▶ [TRY IT]: Find and copy each line in the material below where the string "dark" occurs.

▶ [STUDY MATERIAL]:
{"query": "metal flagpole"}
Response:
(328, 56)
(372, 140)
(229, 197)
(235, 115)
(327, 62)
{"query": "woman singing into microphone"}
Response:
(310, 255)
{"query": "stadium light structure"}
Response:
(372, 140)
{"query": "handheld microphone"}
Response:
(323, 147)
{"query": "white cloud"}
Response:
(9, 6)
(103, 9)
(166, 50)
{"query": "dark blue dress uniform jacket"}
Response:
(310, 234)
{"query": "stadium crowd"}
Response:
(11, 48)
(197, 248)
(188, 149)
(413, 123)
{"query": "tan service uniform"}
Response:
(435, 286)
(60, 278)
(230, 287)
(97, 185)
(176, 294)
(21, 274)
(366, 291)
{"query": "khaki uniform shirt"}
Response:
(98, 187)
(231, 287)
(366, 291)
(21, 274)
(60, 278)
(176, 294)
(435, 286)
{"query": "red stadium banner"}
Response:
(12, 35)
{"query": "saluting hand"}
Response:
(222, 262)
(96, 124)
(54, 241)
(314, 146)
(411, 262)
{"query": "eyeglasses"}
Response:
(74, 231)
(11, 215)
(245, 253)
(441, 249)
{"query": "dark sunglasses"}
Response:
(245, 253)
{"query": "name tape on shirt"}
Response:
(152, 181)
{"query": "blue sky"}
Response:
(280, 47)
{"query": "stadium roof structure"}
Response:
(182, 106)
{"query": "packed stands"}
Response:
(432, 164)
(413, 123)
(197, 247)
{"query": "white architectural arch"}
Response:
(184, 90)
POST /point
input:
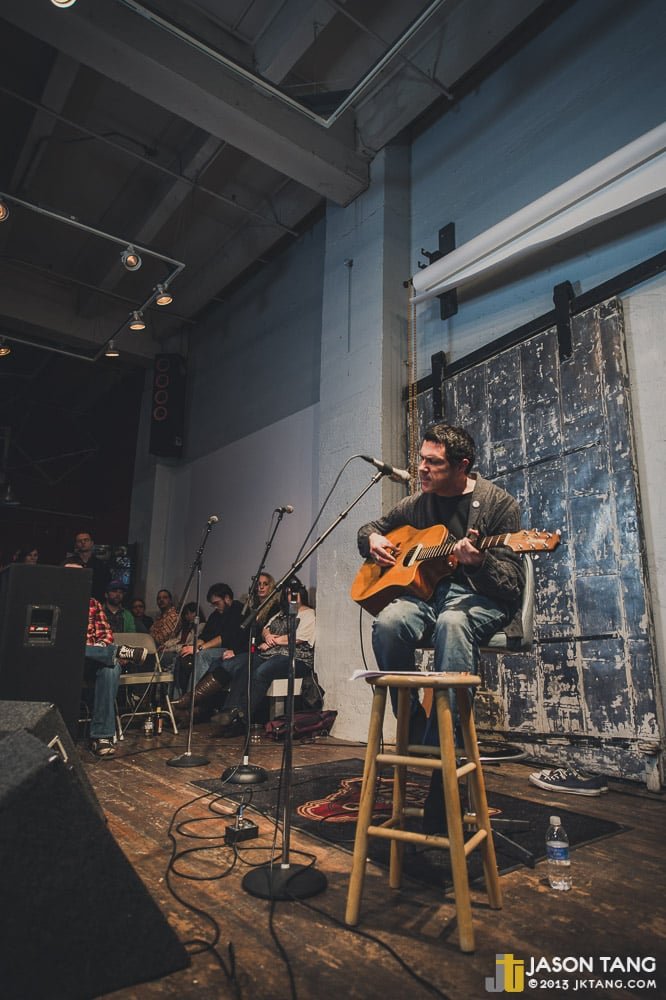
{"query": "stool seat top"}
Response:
(425, 679)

▶ [YOUR SOLUTION]:
{"query": "dark blue dress uniform jacket"}
{"query": "dark sunglasses"}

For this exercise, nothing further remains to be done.